[[ RAW DATA open ]]

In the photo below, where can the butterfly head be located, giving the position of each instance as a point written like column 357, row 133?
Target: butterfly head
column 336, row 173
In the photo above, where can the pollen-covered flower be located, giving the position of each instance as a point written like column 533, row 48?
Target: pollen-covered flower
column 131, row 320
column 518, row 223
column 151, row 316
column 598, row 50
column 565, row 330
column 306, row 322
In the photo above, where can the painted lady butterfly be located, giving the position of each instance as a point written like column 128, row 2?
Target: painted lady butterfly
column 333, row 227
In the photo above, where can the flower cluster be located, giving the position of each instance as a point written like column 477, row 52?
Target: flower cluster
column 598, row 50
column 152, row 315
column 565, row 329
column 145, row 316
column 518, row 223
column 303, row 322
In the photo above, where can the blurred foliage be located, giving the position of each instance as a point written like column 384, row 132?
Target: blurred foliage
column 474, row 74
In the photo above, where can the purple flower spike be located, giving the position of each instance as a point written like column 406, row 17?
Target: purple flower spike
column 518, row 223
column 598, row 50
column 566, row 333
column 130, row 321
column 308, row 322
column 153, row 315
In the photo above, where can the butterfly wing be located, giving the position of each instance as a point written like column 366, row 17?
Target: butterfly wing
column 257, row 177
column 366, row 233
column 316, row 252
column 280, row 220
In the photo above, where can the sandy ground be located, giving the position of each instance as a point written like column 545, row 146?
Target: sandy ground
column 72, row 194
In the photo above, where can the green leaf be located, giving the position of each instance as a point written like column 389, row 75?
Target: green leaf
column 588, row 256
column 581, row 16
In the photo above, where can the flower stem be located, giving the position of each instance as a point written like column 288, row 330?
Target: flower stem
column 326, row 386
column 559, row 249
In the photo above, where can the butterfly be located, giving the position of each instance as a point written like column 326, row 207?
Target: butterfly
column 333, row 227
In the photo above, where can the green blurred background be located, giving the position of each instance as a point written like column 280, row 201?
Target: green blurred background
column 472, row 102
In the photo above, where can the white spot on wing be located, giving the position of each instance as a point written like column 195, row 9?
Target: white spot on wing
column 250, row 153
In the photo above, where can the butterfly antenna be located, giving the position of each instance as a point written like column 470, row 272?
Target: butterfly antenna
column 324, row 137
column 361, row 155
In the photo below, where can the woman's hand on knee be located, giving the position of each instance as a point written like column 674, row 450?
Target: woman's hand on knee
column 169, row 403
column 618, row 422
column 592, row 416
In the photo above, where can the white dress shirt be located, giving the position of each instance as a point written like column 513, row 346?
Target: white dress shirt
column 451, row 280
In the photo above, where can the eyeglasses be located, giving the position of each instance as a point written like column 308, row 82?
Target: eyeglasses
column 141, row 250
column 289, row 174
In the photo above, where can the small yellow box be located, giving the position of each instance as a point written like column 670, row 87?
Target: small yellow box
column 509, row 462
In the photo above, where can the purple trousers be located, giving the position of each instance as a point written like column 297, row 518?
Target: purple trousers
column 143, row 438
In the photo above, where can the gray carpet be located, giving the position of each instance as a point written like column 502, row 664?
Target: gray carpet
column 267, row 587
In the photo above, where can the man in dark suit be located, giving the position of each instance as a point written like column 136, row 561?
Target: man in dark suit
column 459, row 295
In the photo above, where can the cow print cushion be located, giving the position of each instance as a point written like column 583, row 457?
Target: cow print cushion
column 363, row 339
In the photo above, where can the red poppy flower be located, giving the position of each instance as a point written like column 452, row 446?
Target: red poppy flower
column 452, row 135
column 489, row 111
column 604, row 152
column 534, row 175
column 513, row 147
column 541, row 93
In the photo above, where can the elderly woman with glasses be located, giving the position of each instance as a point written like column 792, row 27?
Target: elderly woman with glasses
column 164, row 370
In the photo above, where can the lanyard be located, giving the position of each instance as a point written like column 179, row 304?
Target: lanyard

[[ RAW DATA closed ]]

An exact copy of all the records is the expected answer.

### RESULT OF THIS TASK
In the photo below, where can the butterfly head be located, giving the position of each instance as a point written like column 357, row 133?
Target: butterfly head
column 336, row 173
In the photo above, where can the pollen-covered flower be located, giving the position of each instance as a point written like column 533, row 48?
Target: pollen-covered flower
column 131, row 320
column 518, row 223
column 151, row 316
column 598, row 50
column 565, row 330
column 306, row 322
In the photo above, where can the painted lady butterfly be located, giving the position of each instance as a point written like column 128, row 2?
Target: painted lady butterfly
column 333, row 227
In the photo above, where can the flower cluster be located, giving the position of each instance as a point written like column 477, row 52?
Target: flower cluster
column 598, row 50
column 152, row 315
column 565, row 329
column 145, row 316
column 518, row 223
column 303, row 322
In the photo above, where can the blurred foliage be located, giving the position of each instance as a point written like column 384, row 132?
Target: blurred foliage
column 474, row 74
In the photo above, where can the purple flower spike be located, giving the position of each instance as a point written like column 406, row 17?
Target: purple flower spike
column 518, row 223
column 598, row 50
column 566, row 333
column 130, row 321
column 308, row 322
column 153, row 315
In the photo above, where can the butterfly wing be located, giving the position of each instance as a point written like column 366, row 17?
Target: butterfly wing
column 257, row 177
column 366, row 233
column 316, row 252
column 280, row 220
In the photo above, where can the sandy ground be located, giving the position of each instance as a point written like column 545, row 146?
Target: sandy ground
column 72, row 194
In the photo above, where can the green leaf be located, giving the position of each instance as a point written like column 389, row 75?
Target: green leaf
column 588, row 256
column 581, row 16
In the photo above, where can the flower stem be located, giving the position of each instance as a point written like column 288, row 330?
Target: flower stem
column 326, row 386
column 559, row 249
In the photo above, where can the butterfly be located, giving the position of each instance as a point written like column 326, row 207?
Target: butterfly
column 333, row 227
In the photo above, where can the green blurred background be located, giving the position of each instance as a point written like column 280, row 201?
Target: green blurred background
column 472, row 102
In the photo above, where can the white spot on wing be located, giving the position of each instance as a point written like column 195, row 9?
Target: white spot on wing
column 250, row 153
In the photo above, where can the butterfly antenna be located, giving the position of each instance as a point written like column 470, row 272?
Target: butterfly antenna
column 324, row 137
column 361, row 155
In the photo below, where can the woman's hand on knee be located, giving the position of each instance as a point written like column 674, row 450?
Target: woman's hand on knee
column 169, row 403
column 618, row 422
column 592, row 416
In the photo above, where can the white dress shirt be located, giving the position of each instance as a point written like column 513, row 346?
Target: white dress shirt
column 451, row 280
In the photo above, where can the eyeglasses be located, giving the position of each instance as a point written like column 308, row 82?
Target: eyeglasses
column 141, row 250
column 289, row 174
In the photo above, where can the small yellow box be located, giving the position of each instance as a point written like column 670, row 87?
Target: small yellow box
column 509, row 462
In the photo above, where can the purple trousers be located, giving the position of each instance as a point written like column 297, row 518?
Target: purple trousers
column 143, row 438
In the photo above, where can the gray carpet be located, giving the position of each instance as a point written like column 502, row 664?
Target: gray carpet
column 267, row 587
In the photo above, where can the man in dark suit be located, giving the position of each instance as a point written like column 136, row 561?
Target: man in dark suit
column 459, row 295
In the photo above, where can the cow print cushion be located, giving the position of each instance as a point written like column 583, row 457?
Target: cow print cushion
column 363, row 339
In the photo above, where can the red poppy flower be located, giving the position of each instance as a point written like column 452, row 446?
Target: red poppy flower
column 452, row 135
column 489, row 111
column 604, row 152
column 534, row 175
column 513, row 147
column 541, row 93
In the photo above, where can the elderly woman with glasses be located, giving the position of each instance as a point written like column 792, row 27?
Target: elderly woman with glasses
column 164, row 370
In the photo above, where can the lanyard be located, giving the position of each instance as a point written like column 179, row 304?
Target: lanyard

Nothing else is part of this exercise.